### EXERCISE 1
Set down everything in the essay on facing death from "One of them" down to "loss of consciousness.", without any change.
### EXERCISE 2
Render this sentence from the essay on facing death into Spanish: "The details of how I dealt with my cancer in a natural fashion will someday fill a book."
### EXERCISE 3
Decide whether each statement below agrees with the essay on facing death. Answer yes or no and quote the words that decide it.
(a) Since 2018, at least three oncologists have panicked on seeing the writer's lab reports.
(b) The spiritual teacher urged the writer to tell others about the experience.
(c) In the tarot card described, the magician raises both hands toward the heavens.

### EXTRACTED TEXT
Specifically how one faces the end because, as they say, death is the crowning glory of life. Well, that’s nice to know.

Since 2018, I’ve had no less than three oncologists panic at the mere sight of my lab reports; inoperable, advanced cervical cancer with a large tumor.

One of them even freaked out when I told him I wasn’t going to use any of his treatments; no scans, chemo or radiation. What do I say to my current oncologist when he tells me: ‘you should be dead’ – and I’m not?

The details of how I dealt with my cancer in a natural fashion will someday fill a book. What really matters now is that I think about death and dying every day, whereas before, I didn’t.

I’d like to go back to the way it used to be, but innocence has been lost. What now could possibly be found?

I had just finished washing my hands in the bathroom sink when I suddenly felt uplifted and that I loved everyone, even my mother-in-law.

When I asked a spiritual teacher what had happened, he said, it was a gift of ‘no-mind’ and that I should never speak of it again. And then he added, presence is the cessation of thought without the loss of consciousness.

I’m running a bath. My hands are under the faucet. I hear and feel the water and then I don’t hear or feel the water. What happened? I didn’t leave the room. I just started daydreaming.

‘The light of presence knows no suffering’ says my guru, who hates being called a guru.

I’m reminded of the tarot card; the magician. Standing before a table with the four elements: water, earth, air and fire, the magician raises one hand toward the heavens; the other points at the ground.

I take it to mean that somehow I have to balance this absurd physical body with the essence of an invisible energy; whatever animates us; call it a soul, light, the cosmos, source, god, whatever you want.

Records from a collection
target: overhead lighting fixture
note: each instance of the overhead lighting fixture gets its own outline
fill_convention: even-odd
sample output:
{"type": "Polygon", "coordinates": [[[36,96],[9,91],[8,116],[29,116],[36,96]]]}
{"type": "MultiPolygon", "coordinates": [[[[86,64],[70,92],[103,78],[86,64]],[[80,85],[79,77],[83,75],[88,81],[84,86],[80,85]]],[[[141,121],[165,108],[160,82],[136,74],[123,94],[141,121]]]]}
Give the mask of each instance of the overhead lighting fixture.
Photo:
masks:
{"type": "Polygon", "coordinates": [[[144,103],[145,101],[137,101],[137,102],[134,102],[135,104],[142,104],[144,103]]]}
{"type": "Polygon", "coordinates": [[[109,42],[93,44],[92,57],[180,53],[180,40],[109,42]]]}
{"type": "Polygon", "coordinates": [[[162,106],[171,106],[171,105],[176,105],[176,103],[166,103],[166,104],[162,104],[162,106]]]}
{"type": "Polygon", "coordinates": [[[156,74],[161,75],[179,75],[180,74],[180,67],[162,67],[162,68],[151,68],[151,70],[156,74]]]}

### WRITTEN REPLY 1
One of them even freaked out when I told him I wasn’t going to use any of his treatments; no scans, chemo or radiation. What do I say to my current oncologist when he tells me: ‘you should be dead’ – and I’m not?

The details of how I dealt with my cancer in a natural fashion will someday fill a book. What really matters now is that I think about death and dying every day, whereas before, I didn’t.

I’d like to go back to the way it used to be, but innocence has been lost. What now could possibly be found?

I had just finished washing my hands in the bathroom sink when I suddenly felt uplifted and that I loved everyone, even my mother-in-law.

When I asked a spiritual teacher what had happened, he said, it was a gift of ‘no-mind’ and that I should never speak of it again. And then he added, presence is the cessation of thought without the loss of consciousness.

### WRITTEN REPLY 2
Los detalles de cómo afronté mi cáncer de forma natural algún día llenarán un libro.

### WRITTEN REPLY 3
(a) Yes: "Since 2018, I’ve had no less than three oncologists panic at the mere sight of my lab reports"
(b) No: "he said, it was a gift of ‘no-mind’ and that I should never speak of it again"
(c) No: "the magician raises one hand toward the heavens; the other points at the ground."